__Exercise__: Transcribe each line of the material with no alterations.

__Records supplied__:
----
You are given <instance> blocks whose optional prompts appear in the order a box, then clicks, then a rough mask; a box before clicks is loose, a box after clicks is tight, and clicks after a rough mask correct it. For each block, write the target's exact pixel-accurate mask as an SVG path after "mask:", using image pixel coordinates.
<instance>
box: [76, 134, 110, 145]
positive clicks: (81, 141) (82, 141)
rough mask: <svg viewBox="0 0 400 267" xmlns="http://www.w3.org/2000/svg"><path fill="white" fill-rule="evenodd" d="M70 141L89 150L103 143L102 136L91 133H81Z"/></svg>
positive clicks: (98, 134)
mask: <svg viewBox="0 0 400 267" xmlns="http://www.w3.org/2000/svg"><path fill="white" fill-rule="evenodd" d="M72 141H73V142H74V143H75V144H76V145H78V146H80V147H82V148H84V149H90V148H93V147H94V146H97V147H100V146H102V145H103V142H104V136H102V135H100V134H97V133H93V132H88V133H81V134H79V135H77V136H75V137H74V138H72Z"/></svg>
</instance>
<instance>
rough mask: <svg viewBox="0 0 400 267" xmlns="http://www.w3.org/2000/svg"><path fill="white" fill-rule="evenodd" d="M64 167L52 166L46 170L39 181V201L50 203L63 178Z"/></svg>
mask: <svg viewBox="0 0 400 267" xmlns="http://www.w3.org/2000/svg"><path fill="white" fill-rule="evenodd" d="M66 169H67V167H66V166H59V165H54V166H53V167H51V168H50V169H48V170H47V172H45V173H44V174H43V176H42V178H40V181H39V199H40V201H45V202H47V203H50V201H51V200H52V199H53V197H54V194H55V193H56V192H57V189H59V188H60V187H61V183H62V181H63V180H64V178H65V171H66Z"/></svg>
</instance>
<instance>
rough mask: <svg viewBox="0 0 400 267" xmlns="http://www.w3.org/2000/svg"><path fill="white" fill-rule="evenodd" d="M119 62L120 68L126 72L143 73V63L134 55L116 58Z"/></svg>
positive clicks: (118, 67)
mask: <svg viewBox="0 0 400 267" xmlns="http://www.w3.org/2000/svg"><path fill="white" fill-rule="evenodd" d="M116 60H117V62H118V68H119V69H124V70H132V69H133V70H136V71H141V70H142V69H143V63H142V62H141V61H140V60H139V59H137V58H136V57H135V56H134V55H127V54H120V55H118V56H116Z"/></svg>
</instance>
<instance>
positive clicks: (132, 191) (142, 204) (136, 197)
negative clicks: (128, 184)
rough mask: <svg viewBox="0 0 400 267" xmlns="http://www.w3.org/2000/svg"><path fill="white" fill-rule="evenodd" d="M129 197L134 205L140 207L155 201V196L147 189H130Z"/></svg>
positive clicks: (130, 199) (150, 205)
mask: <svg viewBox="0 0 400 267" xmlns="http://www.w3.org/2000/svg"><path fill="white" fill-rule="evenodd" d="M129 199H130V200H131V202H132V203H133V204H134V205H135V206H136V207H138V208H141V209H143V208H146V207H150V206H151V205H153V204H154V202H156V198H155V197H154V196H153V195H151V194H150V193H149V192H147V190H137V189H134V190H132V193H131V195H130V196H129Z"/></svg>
----
__Output of the exercise__:
You are given <instance> blocks whose optional prompts appear in the order a box, then clicks, then a rough mask; a box before clicks is loose, a box after clicks is tight, and clicks after a rough mask correct it. For each block, write the target's exact pixel-accurate mask as an SVG path after "mask:", using image pixel coordinates.
<instance>
box: [76, 134, 110, 145]
positive clicks: (81, 141) (82, 141)
rough mask: <svg viewBox="0 0 400 267" xmlns="http://www.w3.org/2000/svg"><path fill="white" fill-rule="evenodd" d="M70 141L89 150L103 143L102 136L91 133H81Z"/></svg>
positive clicks: (98, 134)
mask: <svg viewBox="0 0 400 267" xmlns="http://www.w3.org/2000/svg"><path fill="white" fill-rule="evenodd" d="M72 141H73V142H74V143H75V144H76V145H78V146H80V147H82V148H84V149H90V148H93V147H94V146H97V147H100V146H102V145H103V142H104V136H102V135H100V134H97V133H93V132H88V133H81V134H79V135H77V136H75V137H74V138H72Z"/></svg>
</instance>
<instance>
rough mask: <svg viewBox="0 0 400 267" xmlns="http://www.w3.org/2000/svg"><path fill="white" fill-rule="evenodd" d="M64 167L52 166L46 170L39 181V201L50 203L63 178Z"/></svg>
mask: <svg viewBox="0 0 400 267" xmlns="http://www.w3.org/2000/svg"><path fill="white" fill-rule="evenodd" d="M66 169H67V167H66V166H59V165H54V166H53V167H51V168H50V169H48V170H47V172H45V173H44V174H43V176H42V178H40V181H39V199H40V201H45V202H47V203H50V201H51V200H52V199H53V197H54V194H55V193H56V192H57V189H59V188H60V187H61V183H62V181H63V180H64V178H65V171H66Z"/></svg>
</instance>
<instance>
rough mask: <svg viewBox="0 0 400 267" xmlns="http://www.w3.org/2000/svg"><path fill="white" fill-rule="evenodd" d="M119 62L120 68L126 72L143 73V63L134 55L116 58Z"/></svg>
positive clicks: (118, 67)
mask: <svg viewBox="0 0 400 267" xmlns="http://www.w3.org/2000/svg"><path fill="white" fill-rule="evenodd" d="M116 60H117V62H118V68H119V69H124V70H132V69H133V70H136V71H141V70H142V69H143V63H142V62H141V61H140V60H139V59H137V58H136V57H135V56H134V55H127V54H120V55H118V56H116Z"/></svg>
</instance>
<instance>
positive clicks: (132, 191) (142, 204) (136, 197)
negative clicks: (128, 184)
rough mask: <svg viewBox="0 0 400 267" xmlns="http://www.w3.org/2000/svg"><path fill="white" fill-rule="evenodd" d="M129 197L134 205L140 207L155 201V196L147 189H130Z"/></svg>
positive clicks: (130, 199) (150, 205)
mask: <svg viewBox="0 0 400 267" xmlns="http://www.w3.org/2000/svg"><path fill="white" fill-rule="evenodd" d="M129 199H130V200H131V202H132V203H133V204H134V205H135V206H136V207H138V208H141V209H143V208H146V207H150V206H151V205H153V204H154V202H156V198H155V197H154V196H153V195H151V194H150V193H149V192H147V190H137V189H134V190H132V193H131V195H130V196H129Z"/></svg>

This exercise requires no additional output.